### Task material
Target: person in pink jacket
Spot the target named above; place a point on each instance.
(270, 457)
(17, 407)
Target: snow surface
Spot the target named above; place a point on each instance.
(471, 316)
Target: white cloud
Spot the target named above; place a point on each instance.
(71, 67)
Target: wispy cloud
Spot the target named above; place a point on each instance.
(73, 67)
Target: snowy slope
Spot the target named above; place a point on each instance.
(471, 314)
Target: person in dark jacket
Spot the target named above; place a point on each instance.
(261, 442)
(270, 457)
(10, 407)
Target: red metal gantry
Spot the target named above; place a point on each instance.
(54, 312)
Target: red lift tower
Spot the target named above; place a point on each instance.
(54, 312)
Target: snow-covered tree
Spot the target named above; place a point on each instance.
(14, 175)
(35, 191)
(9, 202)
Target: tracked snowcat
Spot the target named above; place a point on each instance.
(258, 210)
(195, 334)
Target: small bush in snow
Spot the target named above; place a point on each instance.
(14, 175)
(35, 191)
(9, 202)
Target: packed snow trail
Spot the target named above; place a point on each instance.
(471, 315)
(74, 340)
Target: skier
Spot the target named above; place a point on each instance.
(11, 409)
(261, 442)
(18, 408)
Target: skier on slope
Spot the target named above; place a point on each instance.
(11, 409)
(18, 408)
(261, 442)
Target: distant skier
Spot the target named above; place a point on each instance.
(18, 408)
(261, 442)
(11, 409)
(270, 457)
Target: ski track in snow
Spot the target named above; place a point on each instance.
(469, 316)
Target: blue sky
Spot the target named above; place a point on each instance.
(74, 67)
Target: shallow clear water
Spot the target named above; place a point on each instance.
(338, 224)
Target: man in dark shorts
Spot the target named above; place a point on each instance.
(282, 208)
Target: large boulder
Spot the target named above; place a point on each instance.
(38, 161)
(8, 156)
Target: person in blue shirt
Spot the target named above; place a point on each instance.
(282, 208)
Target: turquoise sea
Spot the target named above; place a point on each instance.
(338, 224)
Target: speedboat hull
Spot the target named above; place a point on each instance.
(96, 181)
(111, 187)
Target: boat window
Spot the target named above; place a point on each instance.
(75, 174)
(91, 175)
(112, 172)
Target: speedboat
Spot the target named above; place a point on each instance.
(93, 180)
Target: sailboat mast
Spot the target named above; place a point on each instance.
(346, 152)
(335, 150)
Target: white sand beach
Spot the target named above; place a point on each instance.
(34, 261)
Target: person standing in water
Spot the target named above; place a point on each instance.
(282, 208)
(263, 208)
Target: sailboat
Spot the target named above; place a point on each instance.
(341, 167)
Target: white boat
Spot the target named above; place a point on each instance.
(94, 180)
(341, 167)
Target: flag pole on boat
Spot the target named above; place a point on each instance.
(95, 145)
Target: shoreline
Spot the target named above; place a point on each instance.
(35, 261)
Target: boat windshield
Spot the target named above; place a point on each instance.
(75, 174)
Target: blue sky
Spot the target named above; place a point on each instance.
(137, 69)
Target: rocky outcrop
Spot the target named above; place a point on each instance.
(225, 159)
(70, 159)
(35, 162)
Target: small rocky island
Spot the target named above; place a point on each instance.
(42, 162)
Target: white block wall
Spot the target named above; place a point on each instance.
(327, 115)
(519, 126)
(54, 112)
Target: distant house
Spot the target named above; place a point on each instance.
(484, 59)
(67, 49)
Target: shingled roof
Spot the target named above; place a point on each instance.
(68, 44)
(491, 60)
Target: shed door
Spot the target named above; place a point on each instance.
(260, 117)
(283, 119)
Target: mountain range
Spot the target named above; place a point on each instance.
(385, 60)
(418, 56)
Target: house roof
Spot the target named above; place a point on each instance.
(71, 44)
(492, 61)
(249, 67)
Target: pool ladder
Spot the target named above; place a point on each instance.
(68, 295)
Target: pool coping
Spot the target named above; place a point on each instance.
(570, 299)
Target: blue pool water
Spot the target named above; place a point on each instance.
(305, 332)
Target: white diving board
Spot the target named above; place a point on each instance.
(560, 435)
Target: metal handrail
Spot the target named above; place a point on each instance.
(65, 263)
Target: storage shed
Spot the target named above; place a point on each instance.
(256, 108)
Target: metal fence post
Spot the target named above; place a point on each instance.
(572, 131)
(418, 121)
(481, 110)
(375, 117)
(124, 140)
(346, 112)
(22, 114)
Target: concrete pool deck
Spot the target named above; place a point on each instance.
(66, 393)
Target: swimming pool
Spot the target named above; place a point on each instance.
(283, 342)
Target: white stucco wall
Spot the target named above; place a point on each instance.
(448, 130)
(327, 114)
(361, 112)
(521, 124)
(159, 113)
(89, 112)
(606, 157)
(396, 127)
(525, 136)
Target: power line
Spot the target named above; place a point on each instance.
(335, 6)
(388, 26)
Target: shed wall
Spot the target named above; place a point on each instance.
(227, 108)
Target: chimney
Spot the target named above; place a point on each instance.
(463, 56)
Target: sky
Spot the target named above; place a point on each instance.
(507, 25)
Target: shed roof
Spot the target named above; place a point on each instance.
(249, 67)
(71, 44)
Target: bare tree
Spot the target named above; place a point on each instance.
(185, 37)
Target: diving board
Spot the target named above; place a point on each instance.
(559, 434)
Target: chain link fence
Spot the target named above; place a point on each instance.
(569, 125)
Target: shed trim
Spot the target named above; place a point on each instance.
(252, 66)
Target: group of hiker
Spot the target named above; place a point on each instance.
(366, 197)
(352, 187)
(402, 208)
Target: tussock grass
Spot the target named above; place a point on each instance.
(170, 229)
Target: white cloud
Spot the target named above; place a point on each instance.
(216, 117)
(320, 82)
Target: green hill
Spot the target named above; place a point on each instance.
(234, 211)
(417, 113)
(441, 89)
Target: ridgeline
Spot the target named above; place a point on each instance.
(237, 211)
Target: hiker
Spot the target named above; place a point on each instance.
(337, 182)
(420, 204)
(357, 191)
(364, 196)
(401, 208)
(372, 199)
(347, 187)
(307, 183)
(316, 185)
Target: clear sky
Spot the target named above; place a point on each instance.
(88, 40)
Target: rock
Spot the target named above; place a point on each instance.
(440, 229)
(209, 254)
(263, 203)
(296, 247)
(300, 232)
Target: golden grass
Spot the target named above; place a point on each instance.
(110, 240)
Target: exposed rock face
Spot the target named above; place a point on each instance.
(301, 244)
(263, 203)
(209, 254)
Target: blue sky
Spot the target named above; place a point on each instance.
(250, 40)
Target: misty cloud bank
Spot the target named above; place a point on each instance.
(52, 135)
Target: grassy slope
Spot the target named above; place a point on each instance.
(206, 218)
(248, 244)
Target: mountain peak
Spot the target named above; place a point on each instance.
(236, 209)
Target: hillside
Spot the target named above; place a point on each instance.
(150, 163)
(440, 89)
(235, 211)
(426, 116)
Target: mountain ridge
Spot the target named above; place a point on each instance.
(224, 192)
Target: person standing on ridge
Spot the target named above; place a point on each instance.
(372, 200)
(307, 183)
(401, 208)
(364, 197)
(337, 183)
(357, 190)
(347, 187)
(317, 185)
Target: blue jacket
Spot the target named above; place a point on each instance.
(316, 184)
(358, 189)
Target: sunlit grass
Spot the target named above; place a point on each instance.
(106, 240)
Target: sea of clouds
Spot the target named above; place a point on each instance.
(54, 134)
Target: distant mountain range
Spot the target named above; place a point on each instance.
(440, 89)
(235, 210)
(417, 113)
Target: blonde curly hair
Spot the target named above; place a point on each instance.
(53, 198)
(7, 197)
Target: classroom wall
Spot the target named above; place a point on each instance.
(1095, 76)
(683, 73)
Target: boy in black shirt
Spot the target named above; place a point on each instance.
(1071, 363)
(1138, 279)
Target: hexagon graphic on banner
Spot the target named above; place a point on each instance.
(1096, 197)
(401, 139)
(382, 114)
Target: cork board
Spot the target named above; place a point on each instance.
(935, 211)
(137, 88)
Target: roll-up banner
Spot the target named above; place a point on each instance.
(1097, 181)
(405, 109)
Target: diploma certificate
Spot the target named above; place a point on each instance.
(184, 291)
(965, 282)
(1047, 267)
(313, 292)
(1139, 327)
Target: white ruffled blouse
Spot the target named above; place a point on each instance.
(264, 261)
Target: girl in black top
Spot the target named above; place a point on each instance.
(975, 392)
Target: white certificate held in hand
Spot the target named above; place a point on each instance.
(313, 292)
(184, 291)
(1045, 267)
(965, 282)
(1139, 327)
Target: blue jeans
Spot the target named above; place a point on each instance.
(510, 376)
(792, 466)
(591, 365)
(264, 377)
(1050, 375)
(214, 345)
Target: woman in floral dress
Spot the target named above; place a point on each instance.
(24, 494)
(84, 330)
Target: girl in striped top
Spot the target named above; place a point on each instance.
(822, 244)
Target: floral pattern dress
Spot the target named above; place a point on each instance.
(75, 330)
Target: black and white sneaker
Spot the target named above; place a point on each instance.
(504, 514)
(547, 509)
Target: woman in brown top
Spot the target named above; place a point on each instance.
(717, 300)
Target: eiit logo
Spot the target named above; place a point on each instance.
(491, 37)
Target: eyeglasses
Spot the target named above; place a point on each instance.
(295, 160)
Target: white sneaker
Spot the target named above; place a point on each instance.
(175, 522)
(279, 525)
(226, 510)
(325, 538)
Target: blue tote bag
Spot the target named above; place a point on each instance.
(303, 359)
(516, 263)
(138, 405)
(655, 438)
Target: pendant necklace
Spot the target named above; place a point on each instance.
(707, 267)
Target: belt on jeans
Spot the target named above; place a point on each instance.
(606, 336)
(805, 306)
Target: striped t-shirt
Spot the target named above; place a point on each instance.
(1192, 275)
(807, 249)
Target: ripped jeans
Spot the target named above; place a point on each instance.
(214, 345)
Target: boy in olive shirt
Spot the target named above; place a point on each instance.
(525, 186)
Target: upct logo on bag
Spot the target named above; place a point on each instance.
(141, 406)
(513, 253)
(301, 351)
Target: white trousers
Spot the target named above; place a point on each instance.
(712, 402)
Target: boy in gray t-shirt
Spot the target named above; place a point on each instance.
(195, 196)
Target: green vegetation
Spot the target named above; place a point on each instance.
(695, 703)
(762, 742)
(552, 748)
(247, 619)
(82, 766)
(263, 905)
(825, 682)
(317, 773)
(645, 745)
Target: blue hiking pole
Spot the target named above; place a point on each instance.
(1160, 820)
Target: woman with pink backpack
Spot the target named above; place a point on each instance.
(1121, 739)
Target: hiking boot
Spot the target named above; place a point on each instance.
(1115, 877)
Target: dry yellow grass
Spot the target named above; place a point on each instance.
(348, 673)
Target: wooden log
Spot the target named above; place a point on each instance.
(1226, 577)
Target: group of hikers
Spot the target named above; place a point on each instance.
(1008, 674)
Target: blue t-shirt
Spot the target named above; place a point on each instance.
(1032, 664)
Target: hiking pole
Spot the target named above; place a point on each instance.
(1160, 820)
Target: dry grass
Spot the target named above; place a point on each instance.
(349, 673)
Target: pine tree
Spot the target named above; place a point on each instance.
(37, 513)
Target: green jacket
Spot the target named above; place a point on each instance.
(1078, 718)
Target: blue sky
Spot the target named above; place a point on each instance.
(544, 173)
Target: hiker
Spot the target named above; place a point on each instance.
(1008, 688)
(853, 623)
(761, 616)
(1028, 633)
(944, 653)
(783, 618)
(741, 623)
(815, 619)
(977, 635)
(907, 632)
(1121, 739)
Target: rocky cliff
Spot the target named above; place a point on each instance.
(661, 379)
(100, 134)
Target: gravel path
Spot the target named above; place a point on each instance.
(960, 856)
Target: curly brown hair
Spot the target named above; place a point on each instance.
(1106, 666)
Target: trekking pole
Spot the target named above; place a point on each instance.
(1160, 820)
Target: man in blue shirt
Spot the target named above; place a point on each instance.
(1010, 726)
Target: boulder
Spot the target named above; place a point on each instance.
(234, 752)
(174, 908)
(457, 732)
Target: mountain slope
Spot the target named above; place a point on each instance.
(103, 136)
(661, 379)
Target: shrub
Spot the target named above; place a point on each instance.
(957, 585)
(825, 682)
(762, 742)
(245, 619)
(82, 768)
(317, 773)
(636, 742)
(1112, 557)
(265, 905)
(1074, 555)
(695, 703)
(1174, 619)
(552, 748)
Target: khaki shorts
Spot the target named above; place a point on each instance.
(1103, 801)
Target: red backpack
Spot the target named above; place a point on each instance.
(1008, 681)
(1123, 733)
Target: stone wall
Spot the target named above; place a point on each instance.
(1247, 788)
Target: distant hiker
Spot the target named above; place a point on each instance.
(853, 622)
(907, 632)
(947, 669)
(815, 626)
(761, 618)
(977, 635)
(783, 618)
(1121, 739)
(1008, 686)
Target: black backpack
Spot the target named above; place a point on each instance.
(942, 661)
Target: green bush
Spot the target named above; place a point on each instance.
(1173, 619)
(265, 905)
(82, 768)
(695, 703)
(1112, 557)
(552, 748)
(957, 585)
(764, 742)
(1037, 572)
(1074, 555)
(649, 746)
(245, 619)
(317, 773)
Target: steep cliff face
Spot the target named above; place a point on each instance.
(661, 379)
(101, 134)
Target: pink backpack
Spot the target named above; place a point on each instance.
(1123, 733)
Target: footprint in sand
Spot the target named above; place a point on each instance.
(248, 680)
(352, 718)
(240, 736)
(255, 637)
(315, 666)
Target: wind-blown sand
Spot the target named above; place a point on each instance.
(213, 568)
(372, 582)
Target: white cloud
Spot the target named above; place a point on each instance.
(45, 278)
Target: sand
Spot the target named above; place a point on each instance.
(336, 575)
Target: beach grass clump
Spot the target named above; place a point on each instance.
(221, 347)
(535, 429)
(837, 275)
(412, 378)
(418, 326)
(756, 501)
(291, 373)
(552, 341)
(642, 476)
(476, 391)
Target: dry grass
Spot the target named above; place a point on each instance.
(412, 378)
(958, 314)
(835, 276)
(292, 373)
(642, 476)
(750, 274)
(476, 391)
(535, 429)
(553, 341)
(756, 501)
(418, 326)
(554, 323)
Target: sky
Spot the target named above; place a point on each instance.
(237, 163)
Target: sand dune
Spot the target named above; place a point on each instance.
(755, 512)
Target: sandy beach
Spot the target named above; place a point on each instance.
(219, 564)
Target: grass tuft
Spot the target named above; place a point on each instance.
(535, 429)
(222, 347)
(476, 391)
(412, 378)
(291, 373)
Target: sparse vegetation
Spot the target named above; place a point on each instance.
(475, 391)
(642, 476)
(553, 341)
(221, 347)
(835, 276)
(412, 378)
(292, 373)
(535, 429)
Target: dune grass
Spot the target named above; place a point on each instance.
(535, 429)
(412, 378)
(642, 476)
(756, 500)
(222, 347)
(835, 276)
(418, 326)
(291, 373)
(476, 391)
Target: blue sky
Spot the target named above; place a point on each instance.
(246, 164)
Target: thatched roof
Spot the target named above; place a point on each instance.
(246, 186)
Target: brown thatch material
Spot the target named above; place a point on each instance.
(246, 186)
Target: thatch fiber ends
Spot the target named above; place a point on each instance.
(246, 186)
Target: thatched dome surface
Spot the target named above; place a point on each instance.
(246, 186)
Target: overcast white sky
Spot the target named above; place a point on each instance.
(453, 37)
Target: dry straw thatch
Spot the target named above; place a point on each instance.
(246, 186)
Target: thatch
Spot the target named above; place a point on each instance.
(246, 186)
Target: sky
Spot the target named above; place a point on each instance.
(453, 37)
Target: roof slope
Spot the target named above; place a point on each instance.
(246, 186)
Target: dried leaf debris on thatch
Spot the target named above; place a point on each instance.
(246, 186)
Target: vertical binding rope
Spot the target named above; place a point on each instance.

### What is being asked
Update everything in the listing from the line containing "Target: dry yellow grass" down to the line containing "(1008, 674)" by replacing "wooden log" with "fallen tree trunk", leaving everything else unchanged.

### Completed task
Target: dry yellow grass
Spot the target named above; place a point on each instance.
(348, 673)
Target: fallen tree trunk
Spot the target named above; place a point on each instance.
(1226, 577)
Target: group of hikers
Spot the target named above; place a point on each instance.
(1008, 674)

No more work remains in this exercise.